**OBJECTIVE 1**
Answer these questions from the essay on staying at home as a housewife.
(a) Where did the writer's husband take the writer with a few of his friends?
(b) On what floor is the cubicle mentioned in the essay?
(c) Where was the writer sitting when the epiphany came?
**OBJECTIVE 2**
From the essay on staying at home as a housewife, quote the part that opens with the words "Having stood up" and closes with "dull as mud.".

**TEXT EXCERPT**
But the confidence and wisdom I have now in knowing to choose my battles wisely was not something I could rely on when I was engaged to be married.  Everyone was interested in knowing what I would be doing for a living once I was married, and when I stood by my decision to stay at home, I can truly say I was only met with negativity.  I remember one incident where my husband had taken me out to a restaurant with a few of his friends who were also acquaintances of mine.  Conversation soon drifted to the sparkler on my finger and the subject of marriage and the role of women in that particular institution.  As soon as I declared I planned to be a stay-at-home wife, I was bombarded with frowns and clucking of disapproval.  One of the women across from me at the table deliberately turned to whoever was next to her to comment on how boring women become when they become housewives and how few conversational topics they are able to participate in due to the lack of intellectual stimulation in their personal lives.  All of the women at the table agreed heartily.  I felt the harsh sting of her words.  They remain with me today.  But I sometimes gloat in the quiet satisfaction of knowing how that same woman married not long after I did and decided to quit her job and become a housewife herself.  As she would let most people know at every chance she got, she was most content with her new lifestyle choice.  I am also delighted to report that my intellectual capacity diminished only due to the exhausting strain of pregnancy on my body.  I expect a full recovery once my child has graduated from college.  It won’t be long now…

Having stood up for my domestic rights, however, I have to admit, it is a lonely life.  Sometimes even boring.  But then so is being buried under paperwork and phone calls in a cubicle on the 25th floor of corporate hell.  So are microwaved leftovers in front of the television after a long hard day at work and no one to come home to.  And so are evenings out on the weekends with your girlfriends complaining how there are no good men and how so-and-so got married the other week and isn’t she lucky.  Now that’s not only lonely, but downright dull as mud.

Which brings me to an epiphany I had sitting outside on our apartment’s balcony, relaxing before heaving my swollen pregnant belly into bed to get a well-deserved early night’s sleep.  As I sat there with my bare feet dangling through the bars, I looked down at the street where, outside the opposite apartment building, my neighbours were obviously getting ready for a night out.  The front door to the apartment was open and from the car parked out front emerged a young woman who appeared to be just about my age.  She had long, blonde hair that fell loose to her waist, and she was dressed in hip-hugging jeans and a tight black top with slits open on each side to reveal a well-toned midriff.  She bounded up the front steps to the door, shouting and motioning her friends to hurry up.  Obviously they had places to go and cocktails to get through. 

Now, it might’ve had something to do with my impending motherhood and its respective hormone fluctuations, but suddenly a knot welled up in my throat and tears came to my eyes.  As I choked up, all I could think about was how I would never look like that girl ever again.  I would never bound up the stairs and yell at friends to hurry up, carefree and impatient with energy, like that girl.  Neither would men look at me ever again in the way that she would so probably be admired at the clubs and bars they would stop at that night.  I was married.  I would be a mother.  I would soon have leaking breasts and a sagging midriff to hide— too tired and harried to even bother changing out of my pajamas before the day was over and it was time to get back into bed in the evening.  And if anyone were to ask, as if to add insult to injury, I was also a housewife.  Oh woe and curséd be me.

**DATA**
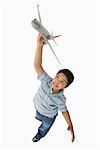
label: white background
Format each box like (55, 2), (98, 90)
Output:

**FINISHED ANSWER 1**
(a) To a restaurant.
(b) The 25th floor.
(c) Outside on the apartment's balcony.

**FINISHED ANSWER 2**
Having stood up for my domestic rights, however, I have to admit, it is a lonely life.  Sometimes even boring.  But then so is being buried under paperwork and phone calls in a cubicle on the 25th floor of corporate hell.  So are microwaved leftovers in front of the television after a long hard day at work and no one to come home to.  And so are evenings out on the weekends with your girlfriends complaining how there are no good men and how so-and-so got married the other week and isn’t she lucky.  Now that’s not only lonely, but downright dull as mud.